** Opening Supplied text block **

PORT ANGELES — Prepare to be startled, provoked and then healed.
Jake Seniuk and Bryn Barnard are collaborators hoping for such reactions to “Outbreak,” the show opening this weekend at the Port Angeles Fine Arts Center, 1203 E. Lauridsen Blvd.
Admission is free to the exhibition, which features 30 enlarged paintings from Barnard’s book Outbreak: Plagues That Changed History. The works, originally created as illustrations for the book, are vivid images of how the bubonic plague, the Spanish flu, cholera and other epidemics raged across continents.
The fine arts center display, which starts with a reception from 2 p.m. to 4 p.m. Sunday and stays through March 13, also shows what Capt. George Vancouver saw when he sailed into the Salish Sea: ghost villages where smallpox had wiped out the native people, leaving only ancestral totem poles as witnesses.
It shows people smooching through masks on Armistice Day in 1918, celebrating the end of World War I but deathly afraid of the flu that had already killed millions. And these, said Barnard, are just a couple of the examples of how a disease can spread through people rich and poor.
The artist acknowledges right off that his work is “a little creepy.” But he hopes it’ll start us thinking, and appreciating the public health system that, he said, “allows us to live in such large, dense concentrations without dying from all manner of epidemics.
“I also hope people in our me-first era realize that we are all in this together. You can still see what happens when public health breaks down. Just look at post-earthquake Haiti’s cholera epidemic,” Barnard noted.
“Cholera used to sweep across the world with depressing regularity, killing millions, no matter their class. After nearly a century of such epidemics, industrialized countries reluctantly invented the kind of basic hygiene protocols we take for granted today: mass access to flush toilets, efficient sewers and sewage treatment, clean water and decent housing for the poor.”

** Closing Supplied text block **
** Opening Dataset extract block **

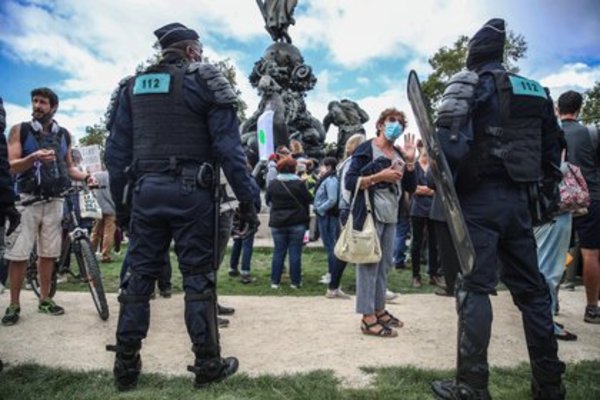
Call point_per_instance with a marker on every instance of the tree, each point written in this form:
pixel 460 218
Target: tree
pixel 590 113
pixel 447 61
pixel 95 134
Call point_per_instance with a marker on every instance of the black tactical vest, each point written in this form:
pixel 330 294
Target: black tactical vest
pixel 516 141
pixel 163 125
pixel 44 178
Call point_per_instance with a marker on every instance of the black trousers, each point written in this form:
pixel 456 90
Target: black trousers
pixel 422 226
pixel 499 223
pixel 164 208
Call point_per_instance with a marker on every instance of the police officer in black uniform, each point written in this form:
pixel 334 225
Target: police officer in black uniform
pixel 170 124
pixel 514 148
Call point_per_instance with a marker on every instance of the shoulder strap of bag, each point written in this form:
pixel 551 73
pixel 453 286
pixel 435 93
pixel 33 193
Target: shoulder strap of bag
pixel 593 131
pixel 366 193
pixel 291 194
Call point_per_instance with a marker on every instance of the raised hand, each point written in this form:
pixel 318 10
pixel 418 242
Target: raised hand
pixel 409 148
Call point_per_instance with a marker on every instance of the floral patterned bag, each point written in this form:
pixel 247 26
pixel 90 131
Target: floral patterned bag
pixel 574 194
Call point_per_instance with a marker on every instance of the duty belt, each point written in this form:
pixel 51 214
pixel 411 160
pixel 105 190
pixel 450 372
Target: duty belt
pixel 202 171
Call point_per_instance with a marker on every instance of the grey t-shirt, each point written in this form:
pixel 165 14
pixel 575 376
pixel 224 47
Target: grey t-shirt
pixel 580 152
pixel 386 200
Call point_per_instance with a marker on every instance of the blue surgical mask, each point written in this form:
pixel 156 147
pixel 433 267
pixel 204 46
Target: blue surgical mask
pixel 392 131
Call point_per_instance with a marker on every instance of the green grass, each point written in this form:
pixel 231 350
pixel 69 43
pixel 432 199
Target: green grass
pixel 314 264
pixel 32 382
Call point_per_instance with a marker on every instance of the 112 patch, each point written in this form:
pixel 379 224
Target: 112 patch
pixel 526 87
pixel 152 84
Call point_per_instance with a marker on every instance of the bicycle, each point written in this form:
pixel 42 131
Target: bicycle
pixel 75 241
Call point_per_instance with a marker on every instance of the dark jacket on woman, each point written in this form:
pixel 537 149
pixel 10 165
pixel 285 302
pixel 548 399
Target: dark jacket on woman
pixel 288 210
pixel 363 165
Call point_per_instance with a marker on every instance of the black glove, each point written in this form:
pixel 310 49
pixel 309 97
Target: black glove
pixel 246 221
pixel 14 218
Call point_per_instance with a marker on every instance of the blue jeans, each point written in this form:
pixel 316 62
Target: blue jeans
pixel 330 229
pixel 402 232
pixel 553 243
pixel 244 248
pixel 289 238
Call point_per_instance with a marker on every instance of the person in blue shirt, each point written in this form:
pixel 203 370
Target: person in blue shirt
pixel 326 208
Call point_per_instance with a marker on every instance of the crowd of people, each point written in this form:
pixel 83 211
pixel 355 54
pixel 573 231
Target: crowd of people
pixel 193 187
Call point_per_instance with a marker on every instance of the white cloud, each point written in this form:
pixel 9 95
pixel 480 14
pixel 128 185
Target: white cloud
pixel 356 31
pixel 579 77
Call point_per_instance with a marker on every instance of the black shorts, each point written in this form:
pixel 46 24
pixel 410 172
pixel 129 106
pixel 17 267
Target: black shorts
pixel 588 227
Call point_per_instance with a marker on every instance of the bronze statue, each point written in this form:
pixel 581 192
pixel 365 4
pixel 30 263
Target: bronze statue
pixel 348 117
pixel 278 17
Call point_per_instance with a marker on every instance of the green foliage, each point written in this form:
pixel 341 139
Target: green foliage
pixel 34 382
pixel 590 113
pixel 447 61
pixel 95 134
pixel 228 70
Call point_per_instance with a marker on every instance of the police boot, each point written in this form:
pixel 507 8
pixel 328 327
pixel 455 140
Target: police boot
pixel 128 365
pixel 554 392
pixel 213 370
pixel 450 389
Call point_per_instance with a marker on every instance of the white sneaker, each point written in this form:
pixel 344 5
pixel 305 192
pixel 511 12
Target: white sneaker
pixel 326 279
pixel 336 294
pixel 389 295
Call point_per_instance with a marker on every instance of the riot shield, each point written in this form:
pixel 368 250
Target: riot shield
pixel 444 182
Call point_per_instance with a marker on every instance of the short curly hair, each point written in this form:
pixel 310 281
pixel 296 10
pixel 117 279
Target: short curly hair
pixel 287 165
pixel 388 112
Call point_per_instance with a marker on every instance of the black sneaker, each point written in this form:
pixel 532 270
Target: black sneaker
pixel 592 315
pixel 11 316
pixel 127 368
pixel 222 322
pixel 449 389
pixel 49 307
pixel 213 371
pixel 222 310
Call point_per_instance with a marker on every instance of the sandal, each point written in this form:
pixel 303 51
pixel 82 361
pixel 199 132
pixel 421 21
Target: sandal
pixel 390 320
pixel 385 330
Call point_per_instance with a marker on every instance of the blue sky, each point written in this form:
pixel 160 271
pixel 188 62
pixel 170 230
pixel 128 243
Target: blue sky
pixel 358 49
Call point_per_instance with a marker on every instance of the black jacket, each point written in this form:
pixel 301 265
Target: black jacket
pixel 288 209
pixel 362 164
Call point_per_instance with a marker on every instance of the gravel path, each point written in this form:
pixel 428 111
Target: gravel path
pixel 277 335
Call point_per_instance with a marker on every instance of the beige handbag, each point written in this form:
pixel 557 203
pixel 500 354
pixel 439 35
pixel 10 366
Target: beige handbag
pixel 359 246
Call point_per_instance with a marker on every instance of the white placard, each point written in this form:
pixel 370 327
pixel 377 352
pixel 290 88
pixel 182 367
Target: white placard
pixel 264 132
pixel 90 156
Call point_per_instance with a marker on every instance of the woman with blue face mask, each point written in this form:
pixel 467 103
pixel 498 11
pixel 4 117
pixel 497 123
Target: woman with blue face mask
pixel 385 171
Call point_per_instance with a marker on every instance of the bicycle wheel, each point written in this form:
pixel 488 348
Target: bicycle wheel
pixel 88 263
pixel 32 275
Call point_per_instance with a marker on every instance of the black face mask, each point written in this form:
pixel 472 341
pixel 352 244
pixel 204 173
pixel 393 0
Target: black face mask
pixel 45 118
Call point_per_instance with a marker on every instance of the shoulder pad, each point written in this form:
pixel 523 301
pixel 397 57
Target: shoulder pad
pixel 114 101
pixel 216 82
pixel 457 97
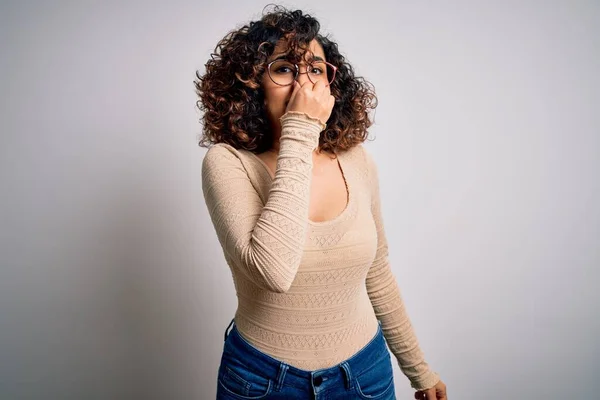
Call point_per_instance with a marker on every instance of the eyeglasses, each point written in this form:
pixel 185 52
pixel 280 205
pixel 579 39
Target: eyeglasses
pixel 283 73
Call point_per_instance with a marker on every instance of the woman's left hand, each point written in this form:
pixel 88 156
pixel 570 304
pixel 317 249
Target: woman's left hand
pixel 438 392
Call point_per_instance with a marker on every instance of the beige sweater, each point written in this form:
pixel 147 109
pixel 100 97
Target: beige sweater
pixel 309 293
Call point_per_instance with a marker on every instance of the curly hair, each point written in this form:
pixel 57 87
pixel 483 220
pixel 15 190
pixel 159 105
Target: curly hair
pixel 232 97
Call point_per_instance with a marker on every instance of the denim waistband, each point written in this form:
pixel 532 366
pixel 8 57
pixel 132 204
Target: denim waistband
pixel 259 361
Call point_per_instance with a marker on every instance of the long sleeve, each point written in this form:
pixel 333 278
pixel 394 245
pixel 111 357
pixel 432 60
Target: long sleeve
pixel 388 304
pixel 265 242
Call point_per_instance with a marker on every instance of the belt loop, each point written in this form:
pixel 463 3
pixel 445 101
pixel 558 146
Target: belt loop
pixel 348 374
pixel 224 339
pixel 283 367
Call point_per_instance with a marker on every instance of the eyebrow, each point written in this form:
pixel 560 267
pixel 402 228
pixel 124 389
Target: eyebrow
pixel 284 56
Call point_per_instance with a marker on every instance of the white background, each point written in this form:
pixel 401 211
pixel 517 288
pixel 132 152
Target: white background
pixel 487 137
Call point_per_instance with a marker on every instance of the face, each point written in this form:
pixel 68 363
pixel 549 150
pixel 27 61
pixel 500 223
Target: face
pixel 276 96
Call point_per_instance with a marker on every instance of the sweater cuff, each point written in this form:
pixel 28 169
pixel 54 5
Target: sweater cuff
pixel 425 381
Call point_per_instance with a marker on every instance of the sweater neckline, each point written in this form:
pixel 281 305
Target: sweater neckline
pixel 349 189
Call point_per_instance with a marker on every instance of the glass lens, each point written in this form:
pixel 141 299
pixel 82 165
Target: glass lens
pixel 282 72
pixel 320 71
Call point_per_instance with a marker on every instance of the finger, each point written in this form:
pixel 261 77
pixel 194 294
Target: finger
pixel 319 87
pixel 296 87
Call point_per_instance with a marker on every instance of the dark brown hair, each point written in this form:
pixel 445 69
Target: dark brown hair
pixel 232 98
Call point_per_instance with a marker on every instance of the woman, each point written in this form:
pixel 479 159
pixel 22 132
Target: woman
pixel 294 199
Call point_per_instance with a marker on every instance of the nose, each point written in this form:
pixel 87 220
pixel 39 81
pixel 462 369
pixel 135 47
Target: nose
pixel 302 74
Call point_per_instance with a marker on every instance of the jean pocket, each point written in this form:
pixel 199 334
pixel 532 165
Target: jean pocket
pixel 377 381
pixel 242 383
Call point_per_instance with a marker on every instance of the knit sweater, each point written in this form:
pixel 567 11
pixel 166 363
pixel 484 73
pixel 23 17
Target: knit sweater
pixel 309 293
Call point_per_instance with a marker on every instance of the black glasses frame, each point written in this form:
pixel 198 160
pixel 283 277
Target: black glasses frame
pixel 298 72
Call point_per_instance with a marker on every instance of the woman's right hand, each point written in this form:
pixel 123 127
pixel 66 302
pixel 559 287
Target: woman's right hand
pixel 312 99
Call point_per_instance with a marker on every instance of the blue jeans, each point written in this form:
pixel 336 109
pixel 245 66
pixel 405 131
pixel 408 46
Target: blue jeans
pixel 248 373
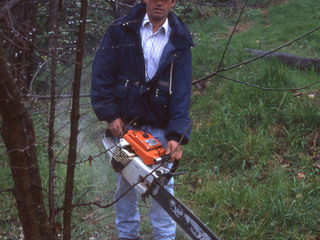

** Closing Dataset extract block **

Continue the article about the "Outbreak" exhibition at the Port Angeles Fine Arts Center, starting after its final paragraph.

The hard lesson of public health, added Barnard, is that “to ensure the health of anyone you have to ensure the health of everyone. You can’t just vaccinate the privileged or provide clean water for the wealthy, or sanitation for those with access.
“Pathogens are equal opportunity killers. They don’t care if you have a credit card.
“For the strong individual to survive you have to protect the entire herd. Even the weak. Especially the weak.”
Meanwhile Seniuk, director of the Port Angeles Fine Arts Center, is noting that Barnard’s exhibition includes maps and excerpts from the Outbreak book that may shock visitors.
“How the Black Death smashed feudal Europe,” “how yellow fever stopped slavery” and “how cholera cleaned up cities” are some of the book’s chapter headings
Seniuk said the book, which is geared toward middle and high school-age youth, fascinated him. “It gave me a different perspective that my [formal] education hadn’t.”
The “Outbreak” art exhibition was featured at the National Museum of Health and Medicine in Washington, D.C., last year, Seniuk noted, and was so popular that its three-month run was extended to five. Its Northwest premiere in Port Angeles is cosponsored by Olympic Medical Center.
Barnard weaves history, science and art together into a compelling mix, added Seniuk. The artist, who lives on San Juan Island, will return to the fine arts center to give a PowerPoint presentation on “Outbreak” at 2 p.m. Sunday, Jan. 30.
As an “antidote,” Seniuk said, the fine arts center will present a series of related events on the theme of healing. These include “Rest in Restless Times,” a program with sound therapist Vickie Dodd along with Marline Lesh and cellist James Hoskins, at 7 p.m. Feb. 4.
On Feb. 13, the center will host two performances by didgeridu master Stuart Dempster; his “sound massage parlor” will open at 1 p.m. and 5 p.m. on that Sunday.